◆ Information shown

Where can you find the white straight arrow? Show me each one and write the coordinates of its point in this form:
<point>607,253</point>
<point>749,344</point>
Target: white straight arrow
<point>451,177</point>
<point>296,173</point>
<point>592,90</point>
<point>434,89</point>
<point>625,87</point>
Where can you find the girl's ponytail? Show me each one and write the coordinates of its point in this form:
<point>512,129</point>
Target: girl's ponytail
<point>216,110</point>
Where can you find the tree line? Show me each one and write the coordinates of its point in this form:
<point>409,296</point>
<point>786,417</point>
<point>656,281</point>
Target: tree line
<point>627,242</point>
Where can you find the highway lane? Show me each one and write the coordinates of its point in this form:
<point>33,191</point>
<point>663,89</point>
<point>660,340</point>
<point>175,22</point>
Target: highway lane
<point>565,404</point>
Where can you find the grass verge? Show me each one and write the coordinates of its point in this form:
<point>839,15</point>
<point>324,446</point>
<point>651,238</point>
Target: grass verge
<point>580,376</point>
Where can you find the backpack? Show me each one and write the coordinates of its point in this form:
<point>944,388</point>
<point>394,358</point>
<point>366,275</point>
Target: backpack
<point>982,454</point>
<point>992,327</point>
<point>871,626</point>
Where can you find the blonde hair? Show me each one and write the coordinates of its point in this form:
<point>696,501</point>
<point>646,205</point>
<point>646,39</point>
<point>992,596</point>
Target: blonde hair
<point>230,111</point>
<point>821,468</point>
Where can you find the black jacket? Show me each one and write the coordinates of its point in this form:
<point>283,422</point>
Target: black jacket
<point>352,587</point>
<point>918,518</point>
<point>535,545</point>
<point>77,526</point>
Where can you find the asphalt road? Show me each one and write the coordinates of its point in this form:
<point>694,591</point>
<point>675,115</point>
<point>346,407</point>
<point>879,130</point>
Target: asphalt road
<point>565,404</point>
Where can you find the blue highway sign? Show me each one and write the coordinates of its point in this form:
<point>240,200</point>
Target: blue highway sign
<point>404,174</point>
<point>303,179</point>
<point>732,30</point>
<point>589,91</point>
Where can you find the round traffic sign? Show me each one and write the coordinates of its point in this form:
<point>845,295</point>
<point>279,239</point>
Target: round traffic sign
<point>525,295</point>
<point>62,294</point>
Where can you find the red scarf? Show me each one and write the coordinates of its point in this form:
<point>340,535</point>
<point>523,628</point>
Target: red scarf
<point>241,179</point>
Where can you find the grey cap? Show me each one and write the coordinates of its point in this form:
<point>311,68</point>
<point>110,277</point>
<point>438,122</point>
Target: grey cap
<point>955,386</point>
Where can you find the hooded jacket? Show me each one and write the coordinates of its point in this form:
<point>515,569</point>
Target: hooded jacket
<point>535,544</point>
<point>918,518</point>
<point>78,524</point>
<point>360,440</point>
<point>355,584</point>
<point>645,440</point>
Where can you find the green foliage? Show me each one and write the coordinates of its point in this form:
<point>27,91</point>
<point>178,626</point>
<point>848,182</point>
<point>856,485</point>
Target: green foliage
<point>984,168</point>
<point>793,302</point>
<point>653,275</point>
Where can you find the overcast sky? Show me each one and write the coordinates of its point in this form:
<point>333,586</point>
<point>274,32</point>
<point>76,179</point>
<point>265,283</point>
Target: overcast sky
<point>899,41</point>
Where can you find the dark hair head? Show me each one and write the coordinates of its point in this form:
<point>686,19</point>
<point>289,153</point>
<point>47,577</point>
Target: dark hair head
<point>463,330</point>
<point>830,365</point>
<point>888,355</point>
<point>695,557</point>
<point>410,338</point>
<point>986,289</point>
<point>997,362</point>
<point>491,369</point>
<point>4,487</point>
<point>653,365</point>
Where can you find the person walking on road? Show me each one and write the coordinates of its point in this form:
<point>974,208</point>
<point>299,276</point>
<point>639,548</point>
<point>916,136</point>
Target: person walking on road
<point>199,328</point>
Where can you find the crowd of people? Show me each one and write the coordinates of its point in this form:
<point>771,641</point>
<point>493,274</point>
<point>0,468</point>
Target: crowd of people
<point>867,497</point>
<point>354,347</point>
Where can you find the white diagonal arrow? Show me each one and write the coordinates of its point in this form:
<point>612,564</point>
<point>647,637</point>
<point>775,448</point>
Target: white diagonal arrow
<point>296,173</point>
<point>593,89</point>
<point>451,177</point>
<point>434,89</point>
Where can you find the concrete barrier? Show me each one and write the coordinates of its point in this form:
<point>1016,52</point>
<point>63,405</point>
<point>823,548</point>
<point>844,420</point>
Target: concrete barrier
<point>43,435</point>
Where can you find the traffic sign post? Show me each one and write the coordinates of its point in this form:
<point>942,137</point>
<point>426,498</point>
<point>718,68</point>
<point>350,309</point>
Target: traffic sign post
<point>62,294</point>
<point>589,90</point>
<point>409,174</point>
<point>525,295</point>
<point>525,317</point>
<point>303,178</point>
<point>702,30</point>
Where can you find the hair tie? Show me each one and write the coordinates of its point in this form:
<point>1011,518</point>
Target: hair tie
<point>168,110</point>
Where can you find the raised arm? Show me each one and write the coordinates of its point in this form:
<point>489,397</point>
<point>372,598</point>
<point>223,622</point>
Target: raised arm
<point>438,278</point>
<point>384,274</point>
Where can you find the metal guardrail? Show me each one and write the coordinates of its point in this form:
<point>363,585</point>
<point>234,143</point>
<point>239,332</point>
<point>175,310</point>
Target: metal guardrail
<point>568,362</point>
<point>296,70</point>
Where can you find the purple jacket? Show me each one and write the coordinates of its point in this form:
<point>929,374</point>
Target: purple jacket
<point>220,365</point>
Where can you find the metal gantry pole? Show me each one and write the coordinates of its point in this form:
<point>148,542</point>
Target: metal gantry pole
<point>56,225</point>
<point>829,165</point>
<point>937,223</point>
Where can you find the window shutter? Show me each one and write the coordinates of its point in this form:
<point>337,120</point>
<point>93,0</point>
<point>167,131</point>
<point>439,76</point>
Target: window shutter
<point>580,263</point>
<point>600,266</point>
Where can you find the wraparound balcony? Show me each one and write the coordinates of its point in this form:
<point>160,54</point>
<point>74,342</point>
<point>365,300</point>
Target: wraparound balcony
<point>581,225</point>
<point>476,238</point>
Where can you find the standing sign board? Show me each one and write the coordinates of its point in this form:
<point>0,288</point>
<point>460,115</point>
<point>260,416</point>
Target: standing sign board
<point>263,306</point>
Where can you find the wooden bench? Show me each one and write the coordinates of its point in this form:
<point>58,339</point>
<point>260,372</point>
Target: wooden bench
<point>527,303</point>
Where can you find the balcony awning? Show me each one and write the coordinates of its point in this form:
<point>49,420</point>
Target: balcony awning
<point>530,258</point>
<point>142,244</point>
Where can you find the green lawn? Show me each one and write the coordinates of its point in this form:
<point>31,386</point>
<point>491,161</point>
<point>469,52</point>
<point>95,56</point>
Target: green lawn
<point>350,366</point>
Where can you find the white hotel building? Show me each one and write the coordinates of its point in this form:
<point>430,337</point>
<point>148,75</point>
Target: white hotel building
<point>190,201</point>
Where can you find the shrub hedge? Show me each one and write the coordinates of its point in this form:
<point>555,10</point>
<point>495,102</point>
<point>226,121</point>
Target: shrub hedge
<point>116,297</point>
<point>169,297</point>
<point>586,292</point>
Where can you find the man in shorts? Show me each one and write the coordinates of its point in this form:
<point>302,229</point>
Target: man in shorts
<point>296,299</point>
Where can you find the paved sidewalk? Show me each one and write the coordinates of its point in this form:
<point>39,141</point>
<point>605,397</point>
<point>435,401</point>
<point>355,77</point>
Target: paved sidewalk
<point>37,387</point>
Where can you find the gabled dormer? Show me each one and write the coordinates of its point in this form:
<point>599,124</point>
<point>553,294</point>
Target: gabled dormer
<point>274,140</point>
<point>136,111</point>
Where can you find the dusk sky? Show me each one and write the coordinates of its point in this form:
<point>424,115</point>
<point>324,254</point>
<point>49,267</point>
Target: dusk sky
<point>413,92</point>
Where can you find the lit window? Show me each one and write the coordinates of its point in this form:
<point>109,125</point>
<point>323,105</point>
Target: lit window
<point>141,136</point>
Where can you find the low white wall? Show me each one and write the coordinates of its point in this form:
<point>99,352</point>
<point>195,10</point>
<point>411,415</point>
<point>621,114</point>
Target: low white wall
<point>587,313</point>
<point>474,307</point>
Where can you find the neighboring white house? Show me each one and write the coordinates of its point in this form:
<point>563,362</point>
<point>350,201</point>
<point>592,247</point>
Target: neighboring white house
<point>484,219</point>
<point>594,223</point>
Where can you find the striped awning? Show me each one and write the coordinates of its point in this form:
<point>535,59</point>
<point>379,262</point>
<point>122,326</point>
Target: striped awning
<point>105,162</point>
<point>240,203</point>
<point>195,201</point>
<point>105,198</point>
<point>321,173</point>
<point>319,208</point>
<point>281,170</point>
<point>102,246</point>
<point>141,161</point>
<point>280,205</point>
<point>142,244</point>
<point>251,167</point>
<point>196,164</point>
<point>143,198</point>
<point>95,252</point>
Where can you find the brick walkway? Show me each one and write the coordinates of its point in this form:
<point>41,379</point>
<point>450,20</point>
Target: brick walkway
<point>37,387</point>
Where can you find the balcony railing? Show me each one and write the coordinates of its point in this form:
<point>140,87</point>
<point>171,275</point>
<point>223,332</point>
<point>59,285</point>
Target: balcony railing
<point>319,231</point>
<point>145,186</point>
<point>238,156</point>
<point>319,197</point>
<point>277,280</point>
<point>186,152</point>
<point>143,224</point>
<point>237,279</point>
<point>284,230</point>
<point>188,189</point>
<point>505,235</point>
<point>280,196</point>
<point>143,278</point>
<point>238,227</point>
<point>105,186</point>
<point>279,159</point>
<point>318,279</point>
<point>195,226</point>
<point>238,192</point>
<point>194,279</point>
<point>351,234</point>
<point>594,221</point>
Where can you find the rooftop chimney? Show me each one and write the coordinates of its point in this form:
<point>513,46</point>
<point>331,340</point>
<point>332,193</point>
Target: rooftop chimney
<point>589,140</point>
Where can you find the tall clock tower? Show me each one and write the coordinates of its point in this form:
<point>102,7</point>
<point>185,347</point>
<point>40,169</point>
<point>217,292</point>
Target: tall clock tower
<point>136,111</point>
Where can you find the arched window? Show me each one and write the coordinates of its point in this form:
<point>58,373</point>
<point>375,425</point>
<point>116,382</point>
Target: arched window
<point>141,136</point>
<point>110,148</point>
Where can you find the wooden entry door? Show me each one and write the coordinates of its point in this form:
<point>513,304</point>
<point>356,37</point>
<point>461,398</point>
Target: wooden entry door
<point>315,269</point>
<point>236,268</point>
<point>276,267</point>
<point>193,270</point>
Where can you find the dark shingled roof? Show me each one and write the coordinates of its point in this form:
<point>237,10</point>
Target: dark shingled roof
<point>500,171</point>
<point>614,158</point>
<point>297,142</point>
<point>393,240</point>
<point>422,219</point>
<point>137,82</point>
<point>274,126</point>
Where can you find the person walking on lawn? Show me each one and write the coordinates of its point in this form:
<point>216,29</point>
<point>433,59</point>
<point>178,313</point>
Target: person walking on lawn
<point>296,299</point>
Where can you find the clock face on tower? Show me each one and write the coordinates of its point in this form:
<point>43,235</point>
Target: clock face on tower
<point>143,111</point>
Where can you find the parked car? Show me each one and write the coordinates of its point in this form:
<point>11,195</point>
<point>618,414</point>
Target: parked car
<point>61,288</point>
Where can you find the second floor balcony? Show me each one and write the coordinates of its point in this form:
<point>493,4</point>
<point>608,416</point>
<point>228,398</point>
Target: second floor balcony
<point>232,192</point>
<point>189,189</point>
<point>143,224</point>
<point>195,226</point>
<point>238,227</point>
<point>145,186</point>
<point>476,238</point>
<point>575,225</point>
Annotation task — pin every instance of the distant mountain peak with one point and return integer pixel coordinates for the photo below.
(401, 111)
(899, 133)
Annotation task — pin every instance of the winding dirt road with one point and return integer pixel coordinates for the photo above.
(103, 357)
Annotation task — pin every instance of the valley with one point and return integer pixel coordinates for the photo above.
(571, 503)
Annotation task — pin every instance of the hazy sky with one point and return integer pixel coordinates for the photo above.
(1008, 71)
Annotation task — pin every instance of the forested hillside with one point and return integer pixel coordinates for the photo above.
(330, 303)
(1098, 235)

◆ Given exercise
Retype the lines from the line with "Where can you find the concrete" to the line with "<point>937,223</point>", inclusive, with no changes.

◆ Solved problem
Where can you find the concrete barrier? Show me each one and write the coordinates of its point in this form:
<point>1016,52</point>
<point>63,405</point>
<point>823,548</point>
<point>844,420</point>
Target: concrete barrier
<point>43,435</point>
Where can you find the traffic sign post? Show me each one and write the coordinates of its point in this form:
<point>942,137</point>
<point>426,498</point>
<point>718,68</point>
<point>350,309</point>
Target: traffic sign post
<point>62,294</point>
<point>589,90</point>
<point>409,174</point>
<point>525,295</point>
<point>525,317</point>
<point>303,178</point>
<point>702,30</point>
Where can you find the hair tie? Show me each one and write the coordinates of its point in this form:
<point>1011,518</point>
Target: hair tie
<point>168,110</point>
Where can you find the raised arm? Show me each one and write the coordinates of its point in this form:
<point>489,397</point>
<point>372,598</point>
<point>223,622</point>
Target: raised arm
<point>438,278</point>
<point>384,274</point>
Where can you find the metal guardrail? Show me each one and write the coordinates of its point in this form:
<point>363,585</point>
<point>234,143</point>
<point>239,332</point>
<point>175,310</point>
Target: metal guardrail
<point>568,362</point>
<point>296,70</point>
Where can you find the purple jacket? Show me each one and write the coordinates of its point in this form:
<point>929,374</point>
Target: purple jacket
<point>220,365</point>
Where can you find the metal gantry pole? Show me each one and write the coordinates of its point in this form:
<point>148,542</point>
Target: metal gantry pole
<point>56,225</point>
<point>829,165</point>
<point>937,223</point>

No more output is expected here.